- What to work on
**a.** In the biographical excerpt, what position did Remmel recently take at the National Association of Clean Water Agencies?
**b.** Reproduce everything in the biographical excerpt from "Remmel lives with" down to "zooplankton pet friends.".

- Selected extract
:::

In 2014, Remmel graduated from Vermont Law School, which is recognized as the top environmental law school in the country. She received the school’s first Certificate of Water Resources Law and served as the Editor-in-Chief of the Vermont Journal of Environmental Law. She had the opportunity to work with top water attorney, Jack Tuholske, in Vermont Law School’s Water and Justice Program. She assisted in drafting legal actions to protect Lake Erie from devastating blue green algal blooms caused by significant nonpoint source nutrient runoff. She also interned with the Sierra Club and the U.S. Environmental Protection Agency.
Remmel recently joined the National Association of Clean Water Agencies as the Director of Regulatory Affairs. NACWA is a nationally-recognized leader in all aspects of water quality protection. The close working relationship NACWA maintains with Congress and the EPA allows the association to effectively represent the interests and priorities of publicly owned wastewater treatment plants.
In her free time, Remmel enjoys teaching and inspiring curious undergraduates the complexities of water law and policy throughout the country. She is an adjunct instructor in the Environmental Studies program at OU. Her courses taught include Introduction to Water Resources Law and Water Resources Advocacy.
Remmel lives with her husband, Jeff, in Washington D.C. with their two cats, Tonka and Griffey, as well as a few mason jars of zooplankton pet friends.
Terri White, commissioner for the Oklahoma Department of Mental Health and Substance Abuse Services, is an advocate for individuals experiencing mental illness and addiction. During her tenure, ODMHSAS is recognized nationally for its children’s behavioral health services; community-based treatment programs; technological innovations such as “telepsychiatry;” and the integration of behavioral health care into primary healthcare settings.

:::

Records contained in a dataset
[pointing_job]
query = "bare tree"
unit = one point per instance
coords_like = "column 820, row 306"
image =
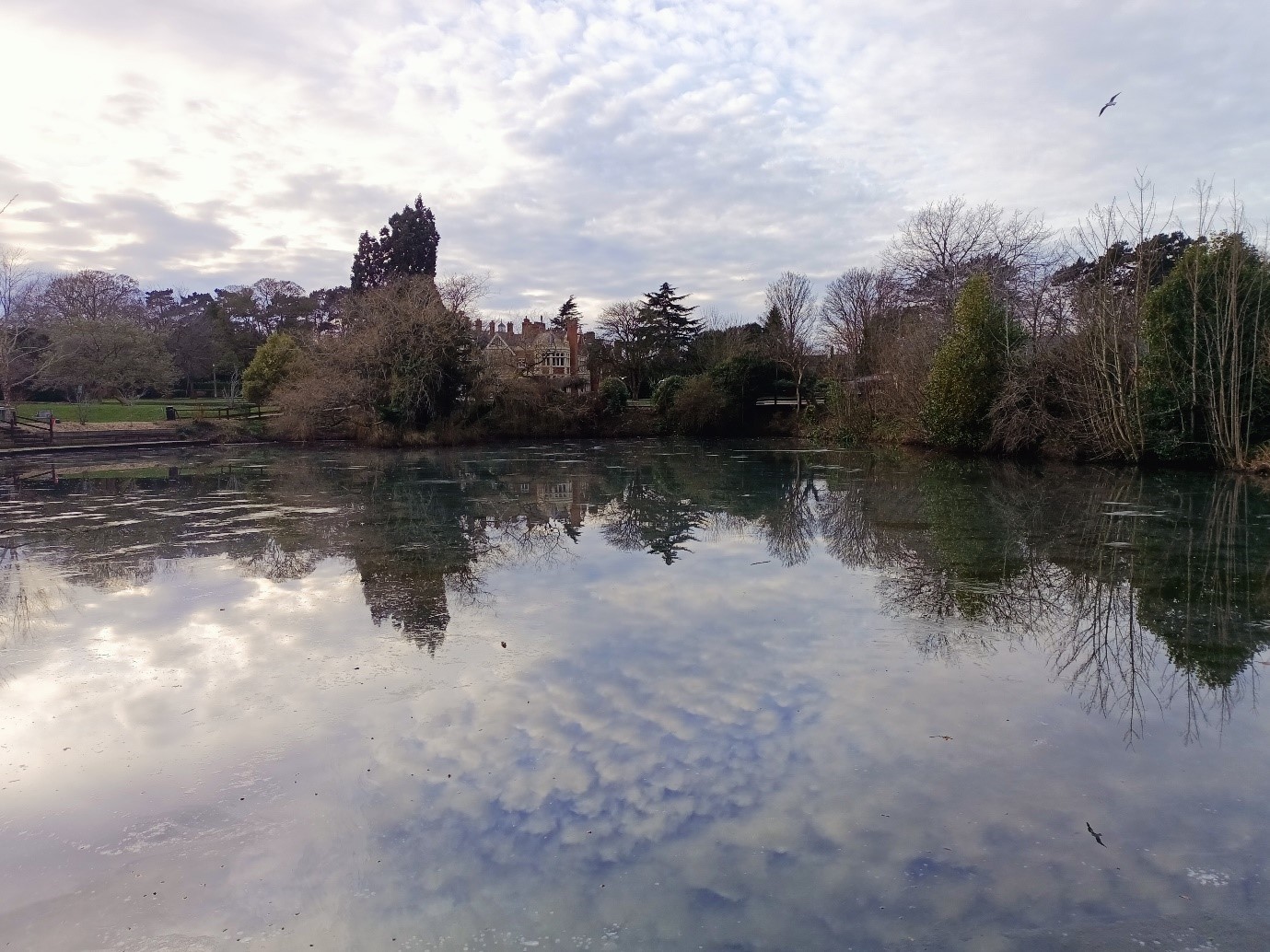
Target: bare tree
column 948, row 241
column 93, row 296
column 854, row 301
column 1101, row 377
column 625, row 347
column 23, row 349
column 460, row 292
column 791, row 325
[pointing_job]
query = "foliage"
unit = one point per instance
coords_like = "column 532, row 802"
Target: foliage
column 787, row 334
column 1206, row 378
column 270, row 366
column 569, row 311
column 664, row 392
column 107, row 358
column 402, row 361
column 613, row 395
column 969, row 368
column 699, row 408
column 667, row 327
column 406, row 247
column 623, row 347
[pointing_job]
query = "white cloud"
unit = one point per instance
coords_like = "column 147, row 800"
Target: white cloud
column 596, row 148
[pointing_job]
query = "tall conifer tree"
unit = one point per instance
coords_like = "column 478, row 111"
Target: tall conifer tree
column 406, row 245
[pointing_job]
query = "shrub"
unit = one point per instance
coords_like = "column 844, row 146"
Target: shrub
column 270, row 367
column 700, row 408
column 969, row 368
column 664, row 394
column 613, row 396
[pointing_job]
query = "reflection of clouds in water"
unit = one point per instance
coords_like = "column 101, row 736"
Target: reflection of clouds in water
column 603, row 757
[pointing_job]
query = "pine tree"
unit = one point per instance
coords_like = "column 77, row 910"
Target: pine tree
column 406, row 245
column 568, row 311
column 667, row 327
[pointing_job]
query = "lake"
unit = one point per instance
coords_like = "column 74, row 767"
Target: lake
column 634, row 696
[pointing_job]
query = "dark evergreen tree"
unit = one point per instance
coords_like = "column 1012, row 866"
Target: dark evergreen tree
column 667, row 327
column 406, row 245
column 568, row 311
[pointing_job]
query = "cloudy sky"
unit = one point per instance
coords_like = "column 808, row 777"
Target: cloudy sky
column 599, row 147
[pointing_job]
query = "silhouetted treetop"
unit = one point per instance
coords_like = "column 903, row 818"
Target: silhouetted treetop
column 405, row 247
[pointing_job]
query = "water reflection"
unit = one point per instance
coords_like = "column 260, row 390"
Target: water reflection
column 1143, row 588
column 630, row 696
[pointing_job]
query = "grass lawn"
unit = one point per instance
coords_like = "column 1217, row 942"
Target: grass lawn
column 113, row 412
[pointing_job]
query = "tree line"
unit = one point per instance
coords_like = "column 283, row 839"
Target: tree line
column 979, row 329
column 94, row 335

:::

- Replies
**a.** Director of Regulatory Affairs

**b.**
Remmel lives with her husband, Jeff, in Washington D.C. with their two cats, Tonka and Griffey, as well as a few mason jars of zooplankton pet friends.